[Begin Information given]
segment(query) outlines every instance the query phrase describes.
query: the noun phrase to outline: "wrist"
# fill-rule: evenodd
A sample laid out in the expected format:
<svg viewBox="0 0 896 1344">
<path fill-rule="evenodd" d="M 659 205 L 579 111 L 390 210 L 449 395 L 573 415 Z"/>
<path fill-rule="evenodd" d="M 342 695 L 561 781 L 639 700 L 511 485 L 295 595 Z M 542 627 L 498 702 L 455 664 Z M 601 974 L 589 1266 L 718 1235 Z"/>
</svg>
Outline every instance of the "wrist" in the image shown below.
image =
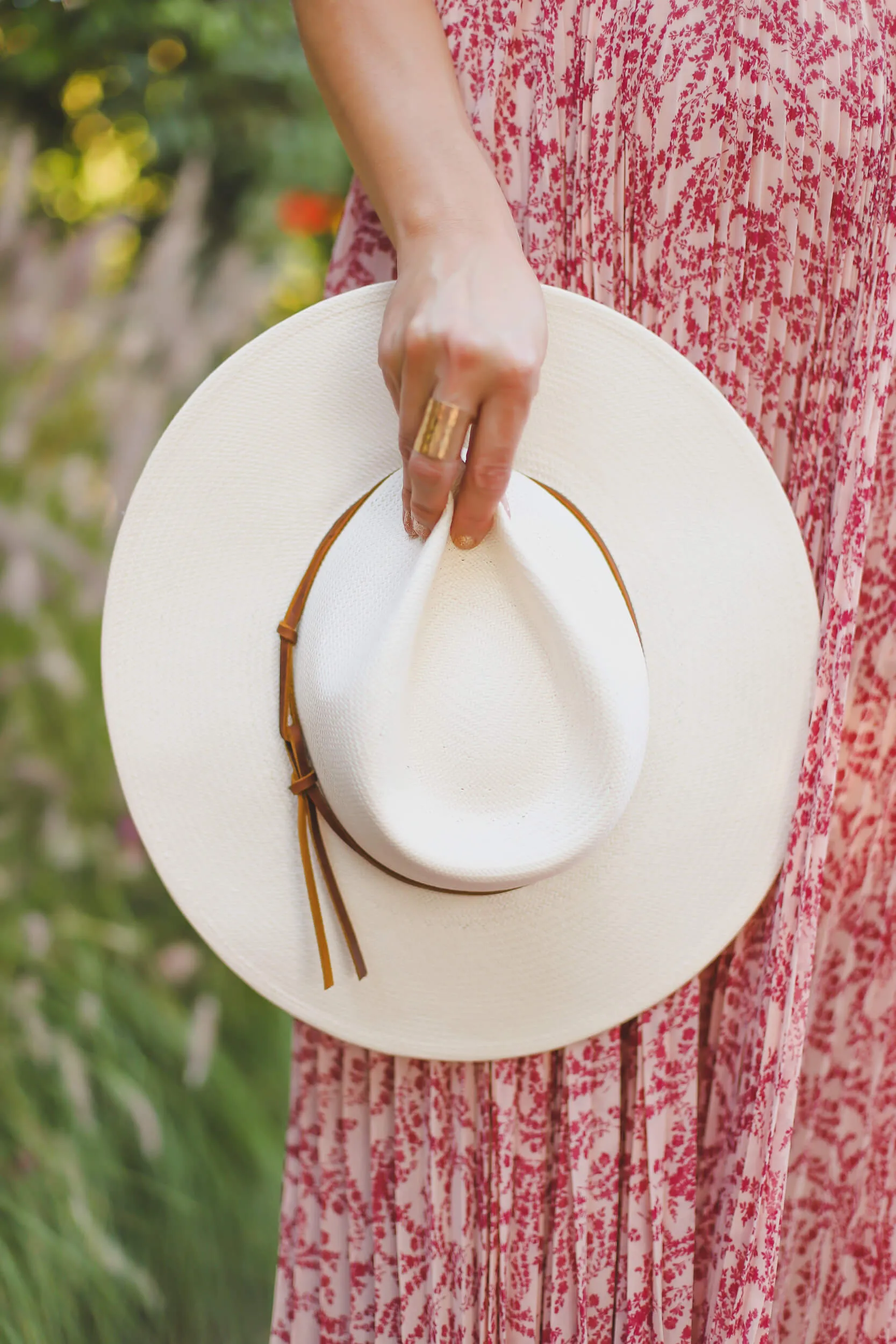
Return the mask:
<svg viewBox="0 0 896 1344">
<path fill-rule="evenodd" d="M 457 246 L 469 238 L 513 239 L 519 245 L 516 224 L 492 165 L 478 145 L 476 159 L 450 171 L 441 165 L 438 179 L 403 195 L 392 214 L 392 243 L 399 257 L 438 246 L 441 239 Z"/>
</svg>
[End Information given]
### The request
Swap every "instance" in the listing for "occurrence" and reproduce the rest of it unchanged, leaving out the pictures.

### Written reply
segment(query) outlines every occurrence the query phrase describes.
query: the noun phrase to outline: "wrist"
# fill-rule: evenodd
A sample laid out in the expected format:
<svg viewBox="0 0 896 1344">
<path fill-rule="evenodd" d="M 659 205 L 579 111 L 390 210 L 449 395 L 573 415 Z"/>
<path fill-rule="evenodd" d="M 342 695 L 561 781 L 639 700 L 511 485 L 295 595 Z M 542 627 L 498 702 L 455 664 Z M 601 974 L 589 1266 L 718 1235 Z"/>
</svg>
Outline every occurrence of the "wrist" in the image shown below.
image =
Return the mask:
<svg viewBox="0 0 896 1344">
<path fill-rule="evenodd" d="M 457 246 L 469 238 L 513 239 L 519 245 L 516 224 L 492 165 L 478 145 L 476 159 L 450 171 L 441 165 L 438 179 L 403 195 L 392 214 L 392 243 L 399 257 L 438 246 L 441 239 Z"/>
</svg>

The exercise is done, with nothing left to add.